• [EXERCISE BRIEF]:
Each entry must be output once more without any change.

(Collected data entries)

--- START ---

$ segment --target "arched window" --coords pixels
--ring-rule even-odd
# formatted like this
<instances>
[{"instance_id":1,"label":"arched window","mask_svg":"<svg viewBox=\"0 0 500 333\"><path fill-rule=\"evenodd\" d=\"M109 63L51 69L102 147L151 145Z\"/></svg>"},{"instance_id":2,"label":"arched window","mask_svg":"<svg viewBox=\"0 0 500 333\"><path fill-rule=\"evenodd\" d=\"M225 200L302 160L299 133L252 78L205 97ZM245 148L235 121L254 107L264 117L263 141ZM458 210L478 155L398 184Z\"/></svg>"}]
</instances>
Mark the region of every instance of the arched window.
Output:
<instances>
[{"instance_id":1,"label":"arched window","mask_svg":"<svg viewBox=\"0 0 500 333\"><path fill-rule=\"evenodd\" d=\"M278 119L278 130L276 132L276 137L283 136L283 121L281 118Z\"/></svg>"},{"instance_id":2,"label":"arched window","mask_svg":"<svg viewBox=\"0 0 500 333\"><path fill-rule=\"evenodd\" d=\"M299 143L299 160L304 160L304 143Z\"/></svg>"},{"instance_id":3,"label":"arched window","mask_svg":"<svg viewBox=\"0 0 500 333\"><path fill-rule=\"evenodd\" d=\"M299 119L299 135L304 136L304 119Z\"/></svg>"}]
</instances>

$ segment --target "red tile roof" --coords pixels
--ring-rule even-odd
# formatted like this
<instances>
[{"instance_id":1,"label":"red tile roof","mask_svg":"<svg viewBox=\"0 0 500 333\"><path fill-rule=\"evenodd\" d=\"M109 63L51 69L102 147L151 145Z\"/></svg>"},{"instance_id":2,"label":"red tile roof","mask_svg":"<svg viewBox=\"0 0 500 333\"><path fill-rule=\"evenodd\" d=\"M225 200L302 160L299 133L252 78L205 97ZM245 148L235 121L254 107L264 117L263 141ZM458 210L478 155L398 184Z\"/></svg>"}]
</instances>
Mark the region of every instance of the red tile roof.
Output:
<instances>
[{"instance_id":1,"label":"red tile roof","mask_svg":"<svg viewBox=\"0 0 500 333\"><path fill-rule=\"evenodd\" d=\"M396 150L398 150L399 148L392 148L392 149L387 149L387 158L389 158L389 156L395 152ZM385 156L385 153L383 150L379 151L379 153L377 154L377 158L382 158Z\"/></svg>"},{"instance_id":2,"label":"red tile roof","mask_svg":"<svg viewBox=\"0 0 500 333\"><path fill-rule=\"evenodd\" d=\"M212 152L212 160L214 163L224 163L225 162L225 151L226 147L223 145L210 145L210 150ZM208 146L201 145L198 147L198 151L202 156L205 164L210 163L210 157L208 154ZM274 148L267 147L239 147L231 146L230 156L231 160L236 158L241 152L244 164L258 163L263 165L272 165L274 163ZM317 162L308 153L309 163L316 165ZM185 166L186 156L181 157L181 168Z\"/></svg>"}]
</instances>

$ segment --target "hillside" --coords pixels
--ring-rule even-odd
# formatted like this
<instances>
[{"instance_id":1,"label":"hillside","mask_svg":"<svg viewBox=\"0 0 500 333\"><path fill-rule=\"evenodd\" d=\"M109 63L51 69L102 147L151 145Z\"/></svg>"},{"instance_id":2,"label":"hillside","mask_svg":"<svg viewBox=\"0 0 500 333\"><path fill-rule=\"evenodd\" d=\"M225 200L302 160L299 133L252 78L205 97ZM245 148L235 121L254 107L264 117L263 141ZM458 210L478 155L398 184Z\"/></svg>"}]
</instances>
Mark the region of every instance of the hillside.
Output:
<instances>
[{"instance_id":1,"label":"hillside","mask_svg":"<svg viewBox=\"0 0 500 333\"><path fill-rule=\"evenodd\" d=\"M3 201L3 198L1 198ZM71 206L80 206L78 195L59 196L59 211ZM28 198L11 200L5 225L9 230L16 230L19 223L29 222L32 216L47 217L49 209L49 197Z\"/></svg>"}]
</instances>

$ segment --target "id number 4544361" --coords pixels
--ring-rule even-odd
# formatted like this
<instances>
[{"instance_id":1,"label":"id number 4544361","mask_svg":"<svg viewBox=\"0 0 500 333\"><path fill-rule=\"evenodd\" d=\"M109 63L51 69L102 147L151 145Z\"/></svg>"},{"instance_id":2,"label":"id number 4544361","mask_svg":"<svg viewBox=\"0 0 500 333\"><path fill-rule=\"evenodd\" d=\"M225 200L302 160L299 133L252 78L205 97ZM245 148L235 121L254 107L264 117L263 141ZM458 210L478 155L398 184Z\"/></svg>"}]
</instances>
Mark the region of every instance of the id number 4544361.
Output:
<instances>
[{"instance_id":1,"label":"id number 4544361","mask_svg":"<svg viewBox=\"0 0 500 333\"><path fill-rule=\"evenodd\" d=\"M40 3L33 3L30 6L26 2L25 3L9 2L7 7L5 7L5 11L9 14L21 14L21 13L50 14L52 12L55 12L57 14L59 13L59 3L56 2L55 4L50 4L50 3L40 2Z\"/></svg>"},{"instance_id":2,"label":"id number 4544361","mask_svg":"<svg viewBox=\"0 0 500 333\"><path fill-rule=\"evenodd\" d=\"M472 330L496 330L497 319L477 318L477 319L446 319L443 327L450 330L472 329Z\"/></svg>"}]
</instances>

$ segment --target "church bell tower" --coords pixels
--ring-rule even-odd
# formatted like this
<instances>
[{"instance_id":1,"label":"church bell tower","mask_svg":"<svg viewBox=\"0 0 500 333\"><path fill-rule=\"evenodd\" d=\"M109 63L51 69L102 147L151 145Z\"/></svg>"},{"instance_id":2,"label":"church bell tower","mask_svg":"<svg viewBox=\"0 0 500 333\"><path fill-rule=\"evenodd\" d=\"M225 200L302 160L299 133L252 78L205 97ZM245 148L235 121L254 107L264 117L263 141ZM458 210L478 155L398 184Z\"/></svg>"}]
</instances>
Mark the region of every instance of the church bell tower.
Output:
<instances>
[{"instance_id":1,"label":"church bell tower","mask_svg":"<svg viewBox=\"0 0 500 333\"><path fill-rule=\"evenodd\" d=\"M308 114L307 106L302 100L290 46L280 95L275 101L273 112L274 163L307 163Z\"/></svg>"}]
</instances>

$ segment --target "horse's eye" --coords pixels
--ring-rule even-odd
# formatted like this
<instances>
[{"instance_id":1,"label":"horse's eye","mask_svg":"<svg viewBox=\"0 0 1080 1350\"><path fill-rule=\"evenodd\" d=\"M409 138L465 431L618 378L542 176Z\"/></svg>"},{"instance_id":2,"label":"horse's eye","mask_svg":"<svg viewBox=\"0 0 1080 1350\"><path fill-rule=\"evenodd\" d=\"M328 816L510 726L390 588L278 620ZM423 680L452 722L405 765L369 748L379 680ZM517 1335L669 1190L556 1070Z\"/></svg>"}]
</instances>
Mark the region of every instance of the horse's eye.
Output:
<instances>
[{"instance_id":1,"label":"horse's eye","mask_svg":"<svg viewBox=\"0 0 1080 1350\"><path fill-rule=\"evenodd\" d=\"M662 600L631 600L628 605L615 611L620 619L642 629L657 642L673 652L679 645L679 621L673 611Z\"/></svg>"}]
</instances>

--- END ---

• [YOUR RESPONSE]:
$ segment --target "arched window" --coords pixels
--ring-rule even-odd
# formatted like this
<instances>
[{"instance_id":1,"label":"arched window","mask_svg":"<svg viewBox=\"0 0 500 333\"><path fill-rule=\"evenodd\" d=\"M109 63L51 69L102 147L151 145Z\"/></svg>"},{"instance_id":2,"label":"arched window","mask_svg":"<svg viewBox=\"0 0 500 333\"><path fill-rule=\"evenodd\" d=\"M225 200L302 160L299 133L252 78L205 97ZM245 148L235 121L254 107L264 117L263 141ZM458 210L478 155L398 184Z\"/></svg>"}]
</instances>
Mark the region of every instance of the arched window.
Output:
<instances>
[{"instance_id":1,"label":"arched window","mask_svg":"<svg viewBox=\"0 0 500 333\"><path fill-rule=\"evenodd\" d=\"M278 119L278 130L276 132L276 137L283 136L283 121L281 118Z\"/></svg>"},{"instance_id":2,"label":"arched window","mask_svg":"<svg viewBox=\"0 0 500 333\"><path fill-rule=\"evenodd\" d=\"M299 143L299 160L304 160L304 143Z\"/></svg>"},{"instance_id":3,"label":"arched window","mask_svg":"<svg viewBox=\"0 0 500 333\"><path fill-rule=\"evenodd\" d=\"M299 119L299 135L304 136L304 119Z\"/></svg>"}]
</instances>

$ segment --target "red tile roof" --coords pixels
--ring-rule even-odd
# formatted like this
<instances>
[{"instance_id":1,"label":"red tile roof","mask_svg":"<svg viewBox=\"0 0 500 333\"><path fill-rule=\"evenodd\" d=\"M109 63L51 69L102 147L151 145Z\"/></svg>"},{"instance_id":2,"label":"red tile roof","mask_svg":"<svg viewBox=\"0 0 500 333\"><path fill-rule=\"evenodd\" d=\"M225 200L302 160L299 133L252 78L205 97ZM245 148L235 121L254 107L264 117L263 141ZM458 210L478 155L398 184Z\"/></svg>"}]
</instances>
Mark the region of every instance of the red tile roof.
Output:
<instances>
[{"instance_id":1,"label":"red tile roof","mask_svg":"<svg viewBox=\"0 0 500 333\"><path fill-rule=\"evenodd\" d=\"M396 150L398 150L399 148L392 148L392 149L387 149L387 158L389 158L389 156L395 152ZM385 156L385 153L383 150L379 151L379 153L377 154L377 158L382 158Z\"/></svg>"},{"instance_id":2,"label":"red tile roof","mask_svg":"<svg viewBox=\"0 0 500 333\"><path fill-rule=\"evenodd\" d=\"M212 152L212 160L214 163L224 163L225 162L225 151L226 147L223 145L210 145L210 150ZM208 146L201 145L198 147L198 151L202 156L205 164L210 163L210 157L208 154ZM274 148L267 147L239 147L231 146L230 156L231 160L236 158L241 152L244 164L258 163L263 165L272 165L274 163ZM317 162L308 153L309 163L316 165ZM185 166L186 156L181 157L181 168Z\"/></svg>"}]
</instances>

$ segment --target "hillside" --coords pixels
--ring-rule even-odd
# formatted like this
<instances>
[{"instance_id":1,"label":"hillside","mask_svg":"<svg viewBox=\"0 0 500 333\"><path fill-rule=\"evenodd\" d=\"M109 63L51 69L102 147L151 145Z\"/></svg>"},{"instance_id":2,"label":"hillside","mask_svg":"<svg viewBox=\"0 0 500 333\"><path fill-rule=\"evenodd\" d=\"M225 200L302 160L299 133L252 78L205 97ZM245 148L235 121L254 107L264 117L263 141ZM458 210L478 155L398 184Z\"/></svg>"}]
</instances>
Mark the region of every instance of the hillside.
Output:
<instances>
[{"instance_id":1,"label":"hillside","mask_svg":"<svg viewBox=\"0 0 500 333\"><path fill-rule=\"evenodd\" d=\"M3 201L3 198L1 198ZM71 206L80 206L78 195L59 196L59 211ZM28 198L11 200L5 225L9 230L16 230L19 223L29 222L32 216L47 217L49 209L49 197Z\"/></svg>"}]
</instances>

$ segment --target "id number 4544361" --coords pixels
--ring-rule even-odd
# formatted like this
<instances>
[{"instance_id":1,"label":"id number 4544361","mask_svg":"<svg viewBox=\"0 0 500 333\"><path fill-rule=\"evenodd\" d=\"M109 63L51 69L102 147L151 145Z\"/></svg>"},{"instance_id":2,"label":"id number 4544361","mask_svg":"<svg viewBox=\"0 0 500 333\"><path fill-rule=\"evenodd\" d=\"M225 200L302 160L299 133L252 78L205 97ZM245 148L235 121L254 107L264 117L263 141ZM458 210L478 155L398 184Z\"/></svg>"}]
</instances>
Mark the region of every instance of the id number 4544361.
Output:
<instances>
[{"instance_id":1,"label":"id number 4544361","mask_svg":"<svg viewBox=\"0 0 500 333\"><path fill-rule=\"evenodd\" d=\"M40 3L33 3L30 6L26 2L25 3L9 2L7 7L5 7L5 11L9 14L21 14L21 13L50 14L52 12L55 12L57 14L59 13L59 3L56 2L55 4L50 4L50 3L40 2Z\"/></svg>"},{"instance_id":2,"label":"id number 4544361","mask_svg":"<svg viewBox=\"0 0 500 333\"><path fill-rule=\"evenodd\" d=\"M472 330L496 330L497 319L477 318L477 319L446 319L443 327L450 330L472 329Z\"/></svg>"}]
</instances>

$ segment --target "church bell tower" --coords pixels
--ring-rule even-odd
# formatted like this
<instances>
[{"instance_id":1,"label":"church bell tower","mask_svg":"<svg viewBox=\"0 0 500 333\"><path fill-rule=\"evenodd\" d=\"M109 63L51 69L102 147L151 145Z\"/></svg>"},{"instance_id":2,"label":"church bell tower","mask_svg":"<svg viewBox=\"0 0 500 333\"><path fill-rule=\"evenodd\" d=\"M225 200L302 160L299 133L252 78L205 97ZM245 148L235 121L254 107L264 117L263 141ZM458 210L478 155L398 184Z\"/></svg>"}]
</instances>
Mark the region of every instance of the church bell tower.
Output:
<instances>
[{"instance_id":1,"label":"church bell tower","mask_svg":"<svg viewBox=\"0 0 500 333\"><path fill-rule=\"evenodd\" d=\"M308 114L307 106L302 100L290 46L280 95L275 101L273 112L274 163L307 163Z\"/></svg>"}]
</instances>

$ segment --target "horse's eye" --coords pixels
--ring-rule even-odd
# formatted like this
<instances>
[{"instance_id":1,"label":"horse's eye","mask_svg":"<svg viewBox=\"0 0 1080 1350\"><path fill-rule=\"evenodd\" d=\"M409 138L465 431L618 378L542 176Z\"/></svg>"},{"instance_id":2,"label":"horse's eye","mask_svg":"<svg viewBox=\"0 0 1080 1350\"><path fill-rule=\"evenodd\" d=\"M328 816L510 726L390 588L278 620ZM423 680L452 722L405 765L369 748L379 680ZM517 1335L669 1190L556 1070Z\"/></svg>"}]
</instances>
Mark the region of every instance of the horse's eye.
Output:
<instances>
[{"instance_id":1,"label":"horse's eye","mask_svg":"<svg viewBox=\"0 0 1080 1350\"><path fill-rule=\"evenodd\" d=\"M662 600L631 600L628 605L615 611L620 619L642 629L657 642L673 652L679 645L679 621L673 611Z\"/></svg>"}]
</instances>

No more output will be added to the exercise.